- _Selected extract_:

________________________________________

Wealthy Democrats Are in Denial About Inequality – The Atlantic

The Democratic Party’s establishment is in denial about the ways in which concentrated riches are warping society and contributing to the disunity it seeks to heal.

” . . . Just as the 2008 recession ushered in the election of the first black president, a subsequent white backlash, and a rebirth of left-wing populism led by figures such as Warren and Sanders, the economic hardships of the late 1870s inspired both worker activism and racist retrenchment. In times of economic hardship, it was not a difficult matter to discredit Reconstruction as an attempt to raise ignorant black laborers above white men who were entrepreneurial, responsible, and refined. Nor was it difficult to justify government intervention on behalf of Big Business while condemning such intervention on behalf of workers. The rich, after all, had earned it, or they wouldn’t be rich.

Foner documents how former antislavery figures such as Horace White of the Chicago Tribune “condemned agrarian and labor organizations for initiating ‘a communistic war upon vested rights and property,’ and insisted that universal suffrage had ‘cheapened the ballot’ by throwing political power into the hands of those influenced by the ‘harangues of demagogues.’” Antislavery publications such as The Nation “linked the Northern poor and Southern freedmen as members of a dangerous new ‘proletariat’ as different ‘from the population by which the Republic was founded, as if they belonged to a foreign nation.’” With Reconstruction ended, capital took advantage of the stability of its aftermath to expand convict leasing, a new regime of forced labor that white southerners would impose to replace slavery and keep the region’s black labor force captive and subordinate. Big industries—lumber, railroads, mining, and others—would take eager advantage of this system of neo-slavery to boost their profit margins.

________________________________________

- _Material provided_:
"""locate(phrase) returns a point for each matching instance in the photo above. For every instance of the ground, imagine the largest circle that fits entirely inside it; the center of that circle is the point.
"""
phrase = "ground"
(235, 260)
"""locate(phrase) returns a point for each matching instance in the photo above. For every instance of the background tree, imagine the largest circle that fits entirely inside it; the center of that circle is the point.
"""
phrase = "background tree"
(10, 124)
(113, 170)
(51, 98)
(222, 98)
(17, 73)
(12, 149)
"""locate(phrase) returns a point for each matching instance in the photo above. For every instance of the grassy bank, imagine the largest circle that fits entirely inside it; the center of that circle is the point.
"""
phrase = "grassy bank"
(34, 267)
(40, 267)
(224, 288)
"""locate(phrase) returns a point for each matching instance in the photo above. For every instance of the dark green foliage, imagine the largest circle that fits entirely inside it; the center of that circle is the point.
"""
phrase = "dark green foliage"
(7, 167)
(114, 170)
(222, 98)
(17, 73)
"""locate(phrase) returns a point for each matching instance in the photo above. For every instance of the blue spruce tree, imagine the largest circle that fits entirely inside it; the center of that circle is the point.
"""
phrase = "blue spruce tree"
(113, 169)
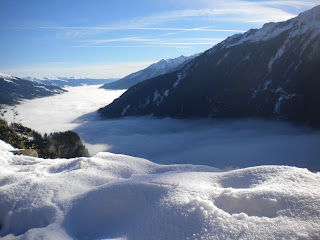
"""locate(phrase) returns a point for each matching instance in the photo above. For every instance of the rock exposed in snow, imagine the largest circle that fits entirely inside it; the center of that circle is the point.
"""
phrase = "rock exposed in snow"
(111, 196)
(240, 77)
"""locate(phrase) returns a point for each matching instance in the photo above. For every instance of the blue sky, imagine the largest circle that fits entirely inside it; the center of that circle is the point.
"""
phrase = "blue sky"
(105, 39)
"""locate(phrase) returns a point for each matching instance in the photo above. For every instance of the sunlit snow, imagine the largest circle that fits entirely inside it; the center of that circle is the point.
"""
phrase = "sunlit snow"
(111, 196)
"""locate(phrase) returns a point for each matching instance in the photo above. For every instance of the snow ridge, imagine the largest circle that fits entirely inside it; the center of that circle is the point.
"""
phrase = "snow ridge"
(120, 197)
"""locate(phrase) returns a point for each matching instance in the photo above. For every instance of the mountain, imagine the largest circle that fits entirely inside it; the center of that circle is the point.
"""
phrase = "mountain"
(156, 69)
(13, 89)
(272, 72)
(70, 82)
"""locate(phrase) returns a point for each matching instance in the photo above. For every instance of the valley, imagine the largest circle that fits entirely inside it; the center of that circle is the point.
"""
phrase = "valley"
(226, 144)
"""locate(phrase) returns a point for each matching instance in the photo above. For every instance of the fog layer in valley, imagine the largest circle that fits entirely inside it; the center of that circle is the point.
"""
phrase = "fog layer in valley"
(218, 143)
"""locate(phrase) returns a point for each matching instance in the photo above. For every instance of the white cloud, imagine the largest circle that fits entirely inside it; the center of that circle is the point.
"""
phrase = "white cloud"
(219, 143)
(101, 70)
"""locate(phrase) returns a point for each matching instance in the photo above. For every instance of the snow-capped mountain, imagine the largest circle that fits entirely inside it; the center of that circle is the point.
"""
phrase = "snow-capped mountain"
(162, 67)
(111, 196)
(70, 82)
(13, 89)
(271, 72)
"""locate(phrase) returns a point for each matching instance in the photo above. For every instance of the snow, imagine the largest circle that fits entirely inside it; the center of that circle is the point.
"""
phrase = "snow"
(125, 109)
(298, 26)
(122, 197)
(7, 78)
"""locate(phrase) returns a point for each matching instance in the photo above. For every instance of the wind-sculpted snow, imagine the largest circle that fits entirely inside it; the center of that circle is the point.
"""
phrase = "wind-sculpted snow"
(112, 196)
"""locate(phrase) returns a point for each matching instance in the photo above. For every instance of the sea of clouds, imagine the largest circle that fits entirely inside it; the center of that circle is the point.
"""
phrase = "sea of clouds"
(220, 143)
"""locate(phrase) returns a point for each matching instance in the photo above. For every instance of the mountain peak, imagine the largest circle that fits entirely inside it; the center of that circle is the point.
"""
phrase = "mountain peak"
(272, 72)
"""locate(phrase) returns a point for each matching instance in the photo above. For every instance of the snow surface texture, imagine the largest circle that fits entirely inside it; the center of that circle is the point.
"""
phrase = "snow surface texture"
(111, 196)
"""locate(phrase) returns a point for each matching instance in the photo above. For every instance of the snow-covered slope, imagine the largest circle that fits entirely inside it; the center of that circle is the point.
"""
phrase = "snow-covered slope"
(272, 72)
(13, 89)
(156, 69)
(111, 196)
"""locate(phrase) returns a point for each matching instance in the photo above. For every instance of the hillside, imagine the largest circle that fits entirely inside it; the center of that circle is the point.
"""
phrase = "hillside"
(112, 196)
(13, 89)
(270, 72)
(162, 67)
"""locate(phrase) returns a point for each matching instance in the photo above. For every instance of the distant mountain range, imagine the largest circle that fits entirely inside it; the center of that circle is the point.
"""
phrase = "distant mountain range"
(272, 72)
(162, 67)
(13, 89)
(70, 82)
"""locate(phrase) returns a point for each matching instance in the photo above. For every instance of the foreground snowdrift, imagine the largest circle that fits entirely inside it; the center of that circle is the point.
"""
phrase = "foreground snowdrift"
(120, 197)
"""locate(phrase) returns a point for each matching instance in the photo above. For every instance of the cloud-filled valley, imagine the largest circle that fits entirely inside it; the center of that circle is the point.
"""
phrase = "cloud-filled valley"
(218, 143)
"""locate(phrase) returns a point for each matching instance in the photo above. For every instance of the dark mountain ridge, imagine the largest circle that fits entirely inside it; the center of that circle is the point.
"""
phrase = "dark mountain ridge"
(162, 67)
(272, 72)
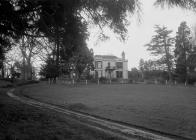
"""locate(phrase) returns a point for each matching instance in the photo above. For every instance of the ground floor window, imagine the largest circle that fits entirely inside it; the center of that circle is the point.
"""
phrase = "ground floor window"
(118, 74)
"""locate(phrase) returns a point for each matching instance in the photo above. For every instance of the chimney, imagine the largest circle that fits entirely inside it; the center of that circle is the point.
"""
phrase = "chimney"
(123, 55)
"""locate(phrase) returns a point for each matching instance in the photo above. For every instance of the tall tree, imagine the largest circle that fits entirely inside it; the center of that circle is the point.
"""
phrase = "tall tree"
(183, 48)
(160, 45)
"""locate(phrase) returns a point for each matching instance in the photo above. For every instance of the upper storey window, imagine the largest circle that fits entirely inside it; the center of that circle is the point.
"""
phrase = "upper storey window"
(119, 65)
(98, 64)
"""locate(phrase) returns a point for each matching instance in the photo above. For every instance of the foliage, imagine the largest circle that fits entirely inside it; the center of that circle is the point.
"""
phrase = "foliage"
(160, 45)
(183, 48)
(187, 4)
(62, 21)
(49, 69)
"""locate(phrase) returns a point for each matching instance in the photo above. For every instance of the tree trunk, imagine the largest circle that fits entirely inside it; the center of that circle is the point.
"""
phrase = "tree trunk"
(57, 50)
(2, 71)
(168, 62)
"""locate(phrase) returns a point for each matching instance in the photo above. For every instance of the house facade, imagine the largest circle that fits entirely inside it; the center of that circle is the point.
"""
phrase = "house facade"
(110, 67)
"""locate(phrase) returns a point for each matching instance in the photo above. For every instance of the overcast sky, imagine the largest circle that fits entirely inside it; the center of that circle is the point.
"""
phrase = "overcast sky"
(141, 33)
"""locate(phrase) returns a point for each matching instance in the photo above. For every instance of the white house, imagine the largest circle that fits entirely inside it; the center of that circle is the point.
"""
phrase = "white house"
(110, 66)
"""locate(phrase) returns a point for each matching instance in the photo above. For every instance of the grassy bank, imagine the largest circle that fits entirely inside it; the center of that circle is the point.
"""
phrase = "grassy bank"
(169, 109)
(23, 122)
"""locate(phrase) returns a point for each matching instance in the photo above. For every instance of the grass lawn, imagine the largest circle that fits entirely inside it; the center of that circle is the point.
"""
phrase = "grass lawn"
(170, 109)
(23, 122)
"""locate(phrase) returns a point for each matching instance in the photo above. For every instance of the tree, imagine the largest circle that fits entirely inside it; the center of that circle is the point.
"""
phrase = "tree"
(62, 21)
(187, 4)
(183, 48)
(160, 45)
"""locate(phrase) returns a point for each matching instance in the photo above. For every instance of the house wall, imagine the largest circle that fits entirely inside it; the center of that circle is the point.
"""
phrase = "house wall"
(103, 73)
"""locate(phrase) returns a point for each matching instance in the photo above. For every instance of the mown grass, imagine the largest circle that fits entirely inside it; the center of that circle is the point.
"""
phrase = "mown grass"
(168, 109)
(22, 122)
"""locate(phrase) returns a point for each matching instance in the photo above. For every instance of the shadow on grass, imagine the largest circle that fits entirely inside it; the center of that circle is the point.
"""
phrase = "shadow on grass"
(22, 122)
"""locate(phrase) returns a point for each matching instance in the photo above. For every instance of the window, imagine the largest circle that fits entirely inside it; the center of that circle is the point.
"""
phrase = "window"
(98, 64)
(118, 74)
(119, 65)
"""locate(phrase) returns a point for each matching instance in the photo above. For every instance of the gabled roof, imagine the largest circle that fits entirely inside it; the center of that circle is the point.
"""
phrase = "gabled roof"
(106, 56)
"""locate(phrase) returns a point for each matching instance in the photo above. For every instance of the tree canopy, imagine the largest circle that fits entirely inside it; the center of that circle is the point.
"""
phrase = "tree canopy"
(160, 45)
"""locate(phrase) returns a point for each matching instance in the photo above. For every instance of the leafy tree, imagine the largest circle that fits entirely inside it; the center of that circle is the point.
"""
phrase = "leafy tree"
(187, 4)
(183, 48)
(160, 45)
(62, 21)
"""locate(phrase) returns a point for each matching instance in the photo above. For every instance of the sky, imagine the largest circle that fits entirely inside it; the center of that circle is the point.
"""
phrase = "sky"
(140, 33)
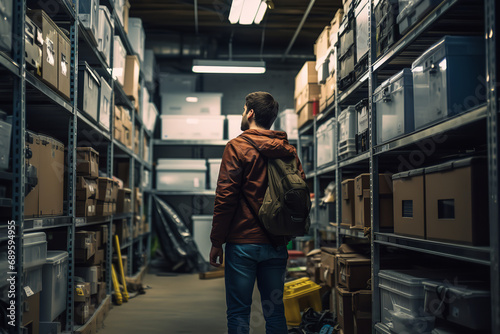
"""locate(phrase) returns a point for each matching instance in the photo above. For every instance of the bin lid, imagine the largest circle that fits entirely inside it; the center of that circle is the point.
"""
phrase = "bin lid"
(54, 257)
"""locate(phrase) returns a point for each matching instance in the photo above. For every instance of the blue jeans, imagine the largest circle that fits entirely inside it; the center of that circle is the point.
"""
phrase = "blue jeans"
(245, 263)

________________________________________

- _Task requirements_:
(a) Display every line of the entries above that includes the word "leafy".
(b) Carry on the article about inequality and the aftermath of Reconstruction, starting right after its final sentence.

- _Per-task outputs_:
(a)
"""locate(phrase) returns a point for each matching instance in the photo above. For every instance of the leafy tree, imagine the largest circle that fits entirely inside it; the center of that circle is the point.
phrase = "leafy tree"

(b)
The end of Reconstruction coincided with the Republican retreat from civil rights. But that retreat was precipitated by deep-seated fears over workers in the North and South seeking labor reform, income redistribution, and regulation of industry. “The South sensed the willingness of Big Business, threatened by liberal revolt, labor upheaval and state interference, to make new alliance with organized Southern capital if assured that the tariff, banks and national debt, and above all, the new freedom of corporations, would not be subjected to mass attack,” wrote W. E. B. Du Bois in Black Reconstruction in America. “Such a double bargain was more than agreeable to Southern leaders.” Racism not only threatens democracy and prosperity; it accrues tremendous benefits for those already leading lives of plenty.

America’s political parties are now as polarized as they were at the end of Reconstruction. And just as at the end of Reconstruction, a multiracial party whose ranks include both frustrated workers and wealthy capitalists finds itself at a crossroads, with no certain options for healing the nation’s divides or its own. As ever, America’s gilded class regards the possibility of higher taxes and redistribution as a greater threat than a resurgent racist authoritarianism that imperils America’s still-young experiment in multiracial democracy. The latter, after all, does not jeopardize its profits.

Into this divide steps Patrick, a man who went from poverty on Chicago’s South Side to the heights of both business and politics, practically an avatar of the old free-labor ideal that animated the 19th-century Republican Party, an ideal whose blindness to how concentrations of wealth warp politics and society leaves it ill-equipped to deal with the threats to democracy and prosperity America currently faces. The paradox for Democrats is that the candidates who understand this appear less likely to prevail in the general election, and those who have yet to grasp it may be better positioned to unseat the president.
In Polarized America, Nolan McCarty, Keith Poole, and Howard Rosenthal argue that economic inequality and polarization reinforce each other. Economic suffering and ideology foment anger toward minorities, who are blamed for that economic suffering. The very wealthy exploit those divisions to sustain their streams of income, which in turn makes it less likely that redistributive legislation addressing that economic suffering can be passed . . .”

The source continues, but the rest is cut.